**Aim of the task**
Set down, character for character, everything in the records below from the line holding "Provide the segmentation of every instance of the sky" down to the line holding "Provide the segmentation of every instance of the mist", and no other line.

** Data under study follows **

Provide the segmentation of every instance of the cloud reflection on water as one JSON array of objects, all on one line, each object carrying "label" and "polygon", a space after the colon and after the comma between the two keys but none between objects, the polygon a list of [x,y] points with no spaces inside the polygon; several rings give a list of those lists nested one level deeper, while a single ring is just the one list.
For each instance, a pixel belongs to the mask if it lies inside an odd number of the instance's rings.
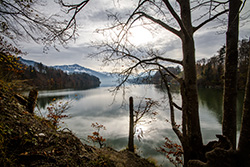
[{"label": "cloud reflection on water", "polygon": [[[143,124],[145,129],[144,138],[142,142],[138,142],[135,138],[135,145],[139,153],[144,157],[153,157],[159,164],[171,167],[163,155],[156,151],[156,148],[162,146],[164,138],[167,136],[170,140],[178,142],[178,139],[171,129],[170,123],[166,121],[169,118],[168,100],[165,98],[166,94],[162,92],[155,85],[135,85],[129,86],[126,90],[125,96],[121,92],[117,96],[112,96],[107,87],[100,87],[89,90],[62,90],[62,91],[43,91],[39,93],[39,105],[46,108],[46,100],[49,102],[52,98],[72,99],[71,108],[67,111],[71,118],[65,119],[67,127],[71,129],[83,142],[86,142],[87,136],[91,135],[94,129],[91,124],[98,122],[103,124],[107,130],[101,131],[101,135],[107,139],[107,146],[114,149],[121,150],[127,147],[128,142],[128,128],[129,128],[129,112],[128,99],[129,96],[134,97],[134,105],[139,104],[142,97],[152,98],[158,100],[161,104],[156,108],[158,112],[156,121],[150,124]],[[76,96],[77,95],[77,96]],[[211,98],[221,98],[215,90],[204,90],[200,92],[200,121],[204,143],[216,139],[215,134],[221,134],[221,110],[216,110],[220,100]],[[177,104],[181,104],[181,97],[178,91],[173,92],[173,97]],[[124,101],[125,100],[125,101]],[[181,112],[176,110],[176,122],[181,123]]]}]

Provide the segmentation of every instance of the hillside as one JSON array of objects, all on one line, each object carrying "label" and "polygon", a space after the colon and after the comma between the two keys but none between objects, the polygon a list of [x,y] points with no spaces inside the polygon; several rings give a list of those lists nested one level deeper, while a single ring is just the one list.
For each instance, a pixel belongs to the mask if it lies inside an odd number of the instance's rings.
[{"label": "hillside", "polygon": [[[26,60],[23,59],[22,57],[19,57],[20,62],[22,64],[25,64],[27,67],[34,67],[36,71],[39,71],[38,66],[40,66],[41,63],[32,61],[32,60]],[[100,83],[99,86],[114,86],[116,85],[116,75],[106,73],[106,72],[99,72],[95,71],[89,68],[85,68],[83,66],[80,66],[78,64],[73,64],[73,65],[55,65],[55,66],[46,66],[42,64],[47,69],[53,69],[53,70],[58,70],[62,71],[63,73],[67,75],[89,75],[90,77],[96,77],[99,79]]]},{"label": "hillside", "polygon": [[0,83],[0,166],[154,166],[127,150],[82,144],[70,130],[57,131],[48,120],[27,112],[16,97]]},{"label": "hillside", "polygon": [[57,65],[57,66],[52,66],[52,67],[55,69],[60,69],[67,74],[87,73],[89,75],[96,76],[100,79],[101,86],[114,86],[116,83],[116,77],[113,76],[114,74],[94,71],[89,68],[82,67],[78,64],[60,65],[60,66]]},{"label": "hillside", "polygon": [[20,58],[26,66],[19,79],[36,89],[89,89],[100,86],[100,80],[88,73],[68,74],[60,69],[48,67],[42,63]]},{"label": "hillside", "polygon": [[55,69],[60,69],[64,72],[66,72],[67,74],[73,74],[73,73],[87,73],[89,75],[93,75],[96,76],[98,78],[105,78],[107,77],[105,74],[101,73],[101,72],[97,72],[94,70],[91,70],[89,68],[85,68],[82,67],[78,64],[73,64],[73,65],[57,65],[57,66],[52,66]]}]

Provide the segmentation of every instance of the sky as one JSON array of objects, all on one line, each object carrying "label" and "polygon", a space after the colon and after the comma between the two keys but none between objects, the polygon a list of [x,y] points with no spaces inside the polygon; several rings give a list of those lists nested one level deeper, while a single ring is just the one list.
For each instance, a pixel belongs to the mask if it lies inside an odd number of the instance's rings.
[{"label": "sky", "polygon": [[[76,2],[76,0],[69,0]],[[104,66],[102,58],[90,58],[89,55],[96,52],[91,47],[91,42],[98,42],[105,37],[96,33],[96,29],[106,28],[112,20],[108,19],[107,13],[114,12],[123,16],[131,12],[135,5],[133,0],[90,0],[84,9],[77,15],[79,23],[79,36],[75,41],[70,42],[67,47],[58,46],[59,52],[53,47],[47,53],[43,53],[43,46],[32,41],[19,43],[21,50],[27,52],[25,59],[41,62],[45,65],[71,65],[79,64],[96,71],[111,72],[112,67]],[[46,7],[40,9],[44,13],[48,11],[60,12],[60,7],[48,2]],[[250,15],[250,1],[246,1],[245,8],[241,12],[244,18]],[[125,15],[126,16],[126,15]],[[192,17],[199,16],[199,12]],[[128,16],[127,16],[128,17]],[[125,17],[126,18],[126,17]],[[250,20],[250,18],[248,18]],[[225,44],[225,27],[216,26],[218,22],[212,22],[198,30],[195,35],[196,60],[210,58]],[[137,26],[131,30],[130,41],[138,47],[159,48],[171,58],[180,59],[181,42],[173,34],[156,27],[157,32],[150,32],[148,29]],[[240,22],[239,39],[250,37],[250,23],[247,20]]]}]

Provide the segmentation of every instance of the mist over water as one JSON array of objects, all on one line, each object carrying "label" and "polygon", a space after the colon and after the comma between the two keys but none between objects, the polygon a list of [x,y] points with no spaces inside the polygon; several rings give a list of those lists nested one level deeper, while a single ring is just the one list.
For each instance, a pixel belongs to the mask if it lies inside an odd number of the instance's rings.
[{"label": "mist over water", "polygon": [[[63,121],[63,127],[73,131],[83,143],[88,143],[87,136],[92,135],[95,129],[91,124],[98,122],[106,127],[100,134],[107,139],[106,146],[116,150],[125,149],[128,144],[129,132],[129,109],[128,99],[134,97],[134,108],[140,103],[142,98],[152,98],[160,103],[160,106],[153,108],[158,114],[151,123],[149,117],[140,123],[143,130],[141,142],[135,137],[137,153],[145,158],[151,157],[158,161],[158,165],[172,166],[166,158],[156,151],[164,144],[167,136],[170,140],[179,142],[177,136],[171,129],[171,125],[166,120],[169,117],[169,104],[166,93],[155,85],[131,85],[125,90],[120,90],[115,96],[109,90],[114,87],[99,87],[88,90],[54,90],[41,91],[38,97],[38,106],[43,114],[46,114],[47,106],[54,98],[62,101],[71,101],[67,114],[70,118]],[[124,91],[126,92],[124,94]],[[178,91],[172,93],[177,104],[181,104],[181,96]],[[238,98],[238,103],[242,104],[242,95]],[[238,121],[240,124],[241,110],[238,105]],[[204,144],[216,139],[216,134],[221,134],[222,119],[222,91],[213,89],[199,90],[200,122]],[[181,112],[176,110],[176,122],[181,124]],[[239,128],[238,128],[239,130]],[[96,145],[98,146],[98,145]]]}]

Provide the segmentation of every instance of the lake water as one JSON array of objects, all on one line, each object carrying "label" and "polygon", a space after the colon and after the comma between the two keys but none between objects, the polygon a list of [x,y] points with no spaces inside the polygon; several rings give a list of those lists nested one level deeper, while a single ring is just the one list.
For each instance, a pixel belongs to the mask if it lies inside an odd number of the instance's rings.
[{"label": "lake water", "polygon": [[[106,146],[116,150],[122,150],[127,147],[129,111],[128,99],[134,97],[134,105],[140,103],[143,97],[152,98],[160,103],[160,106],[153,108],[158,114],[155,119],[145,117],[138,124],[143,130],[143,139],[138,141],[135,138],[137,153],[145,158],[151,157],[157,160],[158,165],[172,166],[166,158],[156,151],[164,144],[164,138],[167,136],[172,141],[178,142],[178,139],[171,129],[169,118],[169,105],[166,93],[155,85],[134,85],[120,90],[116,95],[110,92],[114,87],[99,87],[89,90],[54,90],[40,91],[38,97],[38,106],[43,114],[47,106],[54,98],[61,101],[71,101],[70,109],[67,114],[70,118],[64,120],[63,127],[73,131],[83,143],[88,143],[87,136],[91,135],[94,129],[91,124],[98,122],[106,127],[106,130],[100,131],[100,134],[107,139]],[[124,94],[125,92],[125,94]],[[178,91],[173,92],[174,100],[181,104],[181,97]],[[243,96],[240,94],[238,103],[242,104]],[[238,105],[237,123],[240,124],[242,107]],[[199,108],[200,121],[203,135],[203,141],[207,142],[216,139],[216,134],[221,134],[222,120],[222,91],[214,89],[199,90]],[[151,123],[147,123],[151,121]],[[176,110],[176,121],[180,124],[181,113]],[[238,127],[238,131],[239,131]],[[98,146],[98,145],[96,145]]]}]

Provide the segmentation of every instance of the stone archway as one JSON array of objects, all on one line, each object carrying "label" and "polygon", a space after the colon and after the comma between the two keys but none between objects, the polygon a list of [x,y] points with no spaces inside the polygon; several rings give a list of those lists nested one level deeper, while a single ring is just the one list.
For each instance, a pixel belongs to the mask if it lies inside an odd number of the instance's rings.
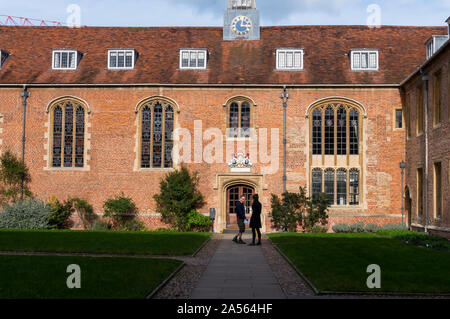
[{"label": "stone archway", "polygon": [[409,193],[409,187],[405,188],[405,213],[406,213],[406,226],[411,228],[412,214],[411,214],[411,194]]},{"label": "stone archway", "polygon": [[[214,224],[215,232],[222,232],[227,227],[227,190],[230,187],[237,185],[245,185],[255,190],[255,194],[259,195],[260,201],[264,203],[264,185],[263,175],[259,174],[242,174],[242,173],[228,173],[218,174],[216,180],[217,190],[217,207],[216,207],[216,220]],[[265,212],[264,208],[261,213],[262,231],[266,231],[265,227]]]}]

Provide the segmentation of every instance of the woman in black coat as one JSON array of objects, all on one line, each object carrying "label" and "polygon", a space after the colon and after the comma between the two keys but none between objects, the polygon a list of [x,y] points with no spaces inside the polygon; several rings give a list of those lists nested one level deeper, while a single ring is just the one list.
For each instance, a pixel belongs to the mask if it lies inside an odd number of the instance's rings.
[{"label": "woman in black coat", "polygon": [[[262,205],[259,202],[258,194],[253,195],[252,203],[252,217],[250,218],[250,227],[252,229],[253,241],[250,246],[260,246],[261,245],[261,208]],[[258,243],[255,245],[256,232],[258,232]]]}]

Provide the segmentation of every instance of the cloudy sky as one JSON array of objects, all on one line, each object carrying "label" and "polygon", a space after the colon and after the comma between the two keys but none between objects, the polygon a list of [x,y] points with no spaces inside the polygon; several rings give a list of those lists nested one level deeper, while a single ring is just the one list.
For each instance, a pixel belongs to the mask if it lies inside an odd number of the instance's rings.
[{"label": "cloudy sky", "polygon": [[[220,26],[227,0],[0,0],[0,15],[65,22],[81,8],[88,26]],[[443,25],[450,0],[257,0],[262,25],[366,24],[381,8],[383,25]],[[4,18],[0,16],[0,21]]]}]

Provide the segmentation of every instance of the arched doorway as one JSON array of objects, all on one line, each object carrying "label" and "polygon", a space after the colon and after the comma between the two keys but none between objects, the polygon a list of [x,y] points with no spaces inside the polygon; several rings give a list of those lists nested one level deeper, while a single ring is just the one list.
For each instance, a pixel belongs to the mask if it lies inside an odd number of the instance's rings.
[{"label": "arched doorway", "polygon": [[236,202],[241,196],[245,196],[245,213],[251,214],[252,196],[255,189],[248,185],[233,185],[227,188],[227,228],[237,226],[236,221]]},{"label": "arched doorway", "polygon": [[409,194],[409,187],[405,188],[405,213],[406,213],[406,226],[411,228],[411,195]]}]

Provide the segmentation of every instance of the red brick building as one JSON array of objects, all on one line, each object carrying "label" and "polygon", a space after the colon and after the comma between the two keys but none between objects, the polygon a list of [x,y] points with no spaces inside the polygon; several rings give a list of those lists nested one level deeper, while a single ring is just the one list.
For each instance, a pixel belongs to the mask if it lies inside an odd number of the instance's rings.
[{"label": "red brick building", "polygon": [[199,172],[216,231],[252,193],[270,231],[270,195],[284,182],[332,196],[330,226],[398,223],[400,84],[425,61],[422,43],[446,34],[260,27],[253,4],[231,2],[224,28],[0,27],[0,147],[22,152],[26,90],[25,162],[40,198],[83,197],[101,213],[124,192],[161,227],[152,195],[180,154]]},{"label": "red brick building", "polygon": [[430,38],[428,59],[402,83],[405,199],[413,229],[450,237],[450,41],[439,38]]}]

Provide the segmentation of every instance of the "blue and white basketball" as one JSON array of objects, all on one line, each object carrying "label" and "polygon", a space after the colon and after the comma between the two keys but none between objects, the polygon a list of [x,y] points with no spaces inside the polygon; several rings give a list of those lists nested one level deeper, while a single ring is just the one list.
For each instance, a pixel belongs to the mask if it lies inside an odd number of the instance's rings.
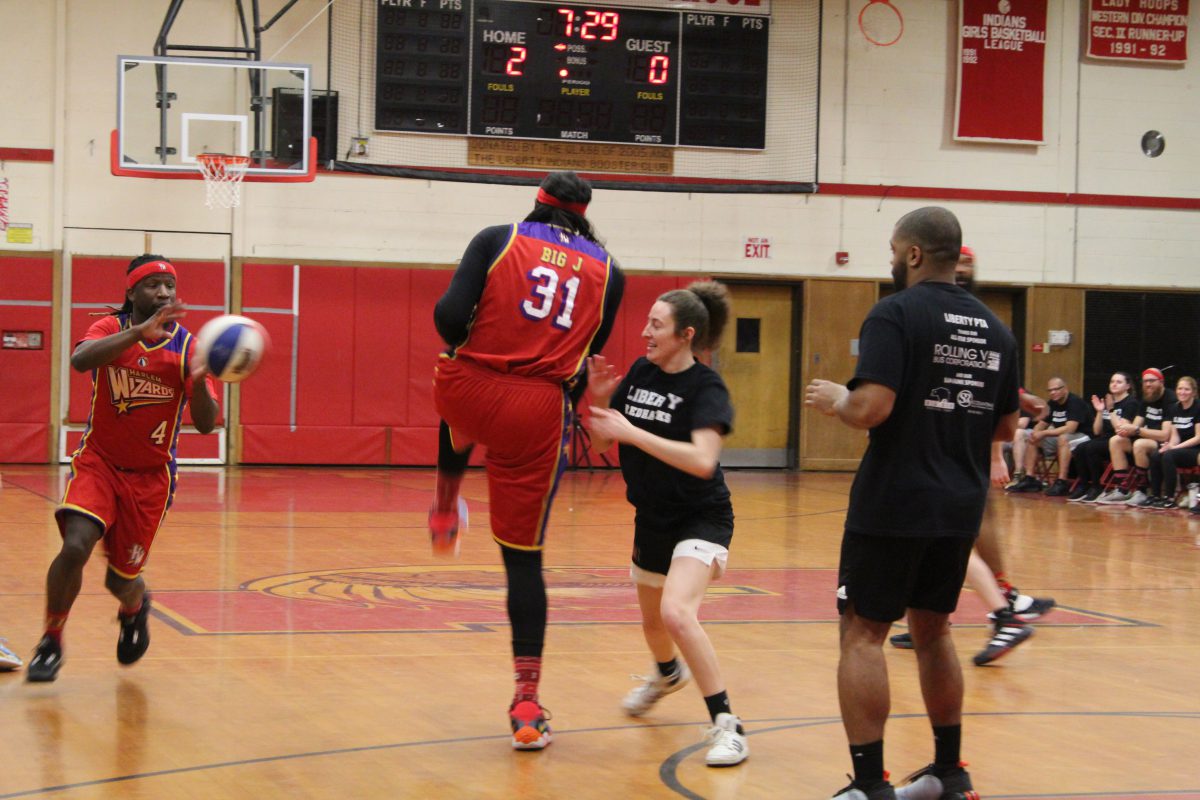
[{"label": "blue and white basketball", "polygon": [[249,317],[225,314],[204,323],[196,334],[196,358],[214,378],[226,383],[254,374],[269,342],[267,332]]}]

** End of Data under study **

**Solved problem**
Provide the segmentation of every instance of the sky as one JSON array of objects, all on one line, each object carrying "label" and "polygon", a space after the colon and after the comma between the two keys but none between objects, the polygon a list of [x,y] points with no spaces inside the polygon; several rings give a list of those lists nested one level deeper, while a single ring is just the one list.
For each instance, a pixel belongs to the mask if it lies inside an odd number of the instance's rings.
[{"label": "sky", "polygon": [[[76,2],[76,0],[69,0]],[[104,66],[102,58],[90,58],[89,55],[96,52],[91,47],[91,42],[98,42],[105,37],[96,33],[96,29],[106,28],[112,20],[108,19],[107,13],[114,12],[123,16],[131,12],[135,5],[133,0],[90,0],[84,9],[77,15],[79,23],[79,36],[75,41],[70,42],[67,47],[58,46],[59,52],[53,47],[47,53],[43,53],[43,46],[32,41],[19,43],[21,50],[27,52],[25,59],[41,62],[45,65],[71,65],[79,64],[96,71],[111,72],[112,67]],[[46,7],[40,9],[44,13],[48,11],[60,12],[60,7],[48,2]],[[250,15],[250,1],[246,1],[245,8],[241,12],[244,18]],[[125,15],[126,16],[126,15]],[[192,17],[199,16],[199,12]],[[128,16],[127,16],[128,17]],[[125,17],[126,18],[126,17]],[[250,20],[250,18],[248,18]],[[225,44],[225,27],[216,26],[218,22],[212,22],[198,30],[195,35],[196,60],[210,58]],[[137,26],[131,30],[130,41],[138,47],[159,48],[171,58],[180,59],[181,42],[173,34],[156,27],[157,32],[150,32],[148,29]],[[240,22],[239,39],[250,37],[250,23],[247,20]]]}]

Provide the segmentation of every instance of the mist over water as one JSON array of objects, all on one line, each object carrying "label" and "polygon", a space after the colon and after the comma between the two keys but none between objects, the polygon a list of [x,y] points with no spaces inside the polygon; several rings give a list of those lists nested one level deeper, while a single ring is just the one list.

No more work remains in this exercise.